___ EXCERPT PROVIDED
Time For Facts Not Fear
People of Asian Descent Deal With an Increase in Microaggressive and Xenophobic Behaviors as the Pandemic Progresses
During harrowing times of change people turn to someone to blame when it’s difficult to handle the truth. The truth is, no race is the singular cause of this pandemic and exhibiting xenophobic, hateful, and excluding
behaviors towards people of Asian descent is disgusting morality and nonsensical.
“I’ve seen it where my daughter at the time who was living in Madison at the time there were a couple assaults around her living area. She lives in a pretty safe neighborhood and when all of this started there were a couple of college students who were Asian. They were verbally and physically attacked. It wasn’t a lot like you hear it everyday but it was there and present”, says Rhona Buchta, Saint Joseph Grade School, language arts teacher.
As the pandemic progresses xenophobic attacks towards people of Asian descent have been increasing. From calling Covid-19 the “Chinese Virus” to people being physically attacked and blamed for the spread of the virus. Sometimes it isn’t to that extreme though instead it’s a stare, facial expression, or moving away from that person. Acknowledging these behaviors and tendencies and examining the thinking behind it is vital in understanding why xenophobia is horrible.
Xenophobia is a dislike of or prejudice against people from a specific country. During the pandemic though xenophobia makes those of Asian descent its target. Rather than knowing if the person is actually Chinese the people that perpetrate xenophobic behaviors will instead group all people of Asian descent into one category. In their eyes anyone that looks remotely like they could be Chinese are the ones to blame for the pandemic and its spread. Those people will then be subjected to microaggressions, verbal, or even physical attacks. This has been seen happening all over the world but has especially taken a new form in America. It’s been thought that this primarily has to do with the fact that people with such a great amount of influence, have been openly xenophobic. When someone with such high influence and power gets away with supporting and perpetrating xenophobic behaviors it puts the idea in other people’s heads that it’s okay to act this way.
“It’s more subtle. It seems to be more of an emphasis now as we experience Covid and it’s mostly through body language. It could be very well because of where we live and in the community I live in, in particular that more people know me so it’s not necessarily a fear. From those that don’t know me it’s more of a physical expression of “hmm” as opposed to an actual direct insult,” says Mrs. Buchta. There are multiple ways to experience xenophobia but there are even more ways to deal with these experiences.
“I would simply tell them that they shouldn’t hate me for my race, ‘cause there’s nothing I can do for that, and simply give them the scenario if they were in my position,” says senior, Brandon Yang. When dealing with uncomfortable situations caused by someone being xenophobic the best thing one can do it confront them.
Confronting them about why they think that way makes them reflect on their own thinking and helps them see the fault in their thinking process.
______
___ ENTRIES SHOWN
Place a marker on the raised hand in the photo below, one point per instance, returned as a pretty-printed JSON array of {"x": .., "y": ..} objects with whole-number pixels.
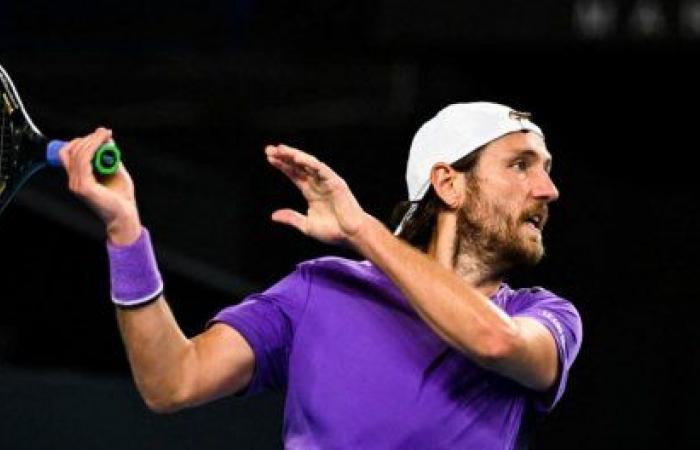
______
___ ENTRIES SHOWN
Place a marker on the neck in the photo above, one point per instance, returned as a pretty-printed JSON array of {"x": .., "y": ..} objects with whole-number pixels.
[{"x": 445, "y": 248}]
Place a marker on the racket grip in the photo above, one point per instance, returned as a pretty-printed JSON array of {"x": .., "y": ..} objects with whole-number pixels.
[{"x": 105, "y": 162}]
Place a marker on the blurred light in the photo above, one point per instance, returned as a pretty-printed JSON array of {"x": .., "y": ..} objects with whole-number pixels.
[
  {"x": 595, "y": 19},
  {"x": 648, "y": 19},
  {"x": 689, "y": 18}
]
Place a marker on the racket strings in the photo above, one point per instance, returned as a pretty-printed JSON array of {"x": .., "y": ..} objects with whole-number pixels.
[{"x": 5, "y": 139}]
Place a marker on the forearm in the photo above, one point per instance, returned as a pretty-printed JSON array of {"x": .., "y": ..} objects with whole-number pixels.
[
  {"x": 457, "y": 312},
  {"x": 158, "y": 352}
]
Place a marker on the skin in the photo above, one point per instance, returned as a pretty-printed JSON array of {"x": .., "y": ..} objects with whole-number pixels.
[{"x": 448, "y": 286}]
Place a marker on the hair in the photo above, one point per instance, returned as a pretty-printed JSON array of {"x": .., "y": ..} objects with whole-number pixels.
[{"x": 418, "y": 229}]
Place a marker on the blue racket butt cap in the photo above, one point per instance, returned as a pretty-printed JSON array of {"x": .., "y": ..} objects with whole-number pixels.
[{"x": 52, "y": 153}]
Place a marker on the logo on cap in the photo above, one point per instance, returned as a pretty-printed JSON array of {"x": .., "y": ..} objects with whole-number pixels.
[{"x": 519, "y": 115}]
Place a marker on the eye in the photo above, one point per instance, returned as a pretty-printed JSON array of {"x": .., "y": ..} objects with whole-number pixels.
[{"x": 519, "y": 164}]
______
___ ENTRIES SHOWN
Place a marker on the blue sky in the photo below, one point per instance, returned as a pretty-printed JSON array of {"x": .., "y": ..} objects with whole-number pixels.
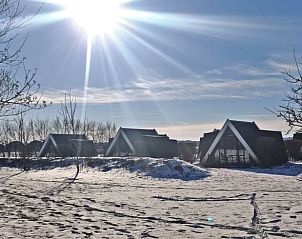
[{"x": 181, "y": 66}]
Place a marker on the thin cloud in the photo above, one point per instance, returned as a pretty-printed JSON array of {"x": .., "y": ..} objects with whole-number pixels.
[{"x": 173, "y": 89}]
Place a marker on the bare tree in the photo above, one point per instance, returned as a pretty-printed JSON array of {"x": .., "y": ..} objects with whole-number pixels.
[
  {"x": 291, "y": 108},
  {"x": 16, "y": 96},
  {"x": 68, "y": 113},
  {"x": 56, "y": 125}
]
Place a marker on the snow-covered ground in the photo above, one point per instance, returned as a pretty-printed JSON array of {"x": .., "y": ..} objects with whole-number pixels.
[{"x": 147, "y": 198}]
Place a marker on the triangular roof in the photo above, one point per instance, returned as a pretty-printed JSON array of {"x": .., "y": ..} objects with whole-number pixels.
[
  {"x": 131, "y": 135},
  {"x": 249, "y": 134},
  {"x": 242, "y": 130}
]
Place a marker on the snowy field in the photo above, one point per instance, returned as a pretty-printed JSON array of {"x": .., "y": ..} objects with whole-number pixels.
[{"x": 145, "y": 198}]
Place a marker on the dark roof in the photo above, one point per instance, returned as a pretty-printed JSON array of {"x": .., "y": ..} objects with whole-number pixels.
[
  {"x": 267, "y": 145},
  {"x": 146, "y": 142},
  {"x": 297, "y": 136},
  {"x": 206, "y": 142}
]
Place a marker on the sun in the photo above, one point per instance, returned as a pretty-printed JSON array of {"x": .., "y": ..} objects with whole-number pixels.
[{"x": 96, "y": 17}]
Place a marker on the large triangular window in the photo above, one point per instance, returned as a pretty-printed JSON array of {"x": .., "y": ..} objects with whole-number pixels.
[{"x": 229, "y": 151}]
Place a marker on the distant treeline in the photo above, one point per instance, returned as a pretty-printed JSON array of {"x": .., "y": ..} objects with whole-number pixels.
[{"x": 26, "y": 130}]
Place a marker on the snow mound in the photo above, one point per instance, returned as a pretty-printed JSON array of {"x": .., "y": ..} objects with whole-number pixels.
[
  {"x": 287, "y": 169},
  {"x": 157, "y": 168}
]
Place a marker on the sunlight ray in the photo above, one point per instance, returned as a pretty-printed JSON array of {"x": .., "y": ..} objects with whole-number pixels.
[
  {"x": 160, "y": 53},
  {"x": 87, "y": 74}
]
______
→ ACTIVITY: Copy out, word for word, the passage of the article on xenophobia toward people of Asian descent that starts with "As the pandemic progresses xenophobic" and goes on through "xenophobia is horrible.".

→ PROBLEM SOLUTION:
As the pandemic progresses xenophobic attacks towards people of Asian descent have been increasing. From calling Covid-19 the “Chinese Virus” to people being physically attacked and blamed for the spread of the virus. Sometimes it isn’t to that extreme though instead it’s a stare, facial expression, or moving away from that person. Acknowledging these behaviors and tendencies and examining the thinking behind it is vital in understanding why xenophobia is horrible.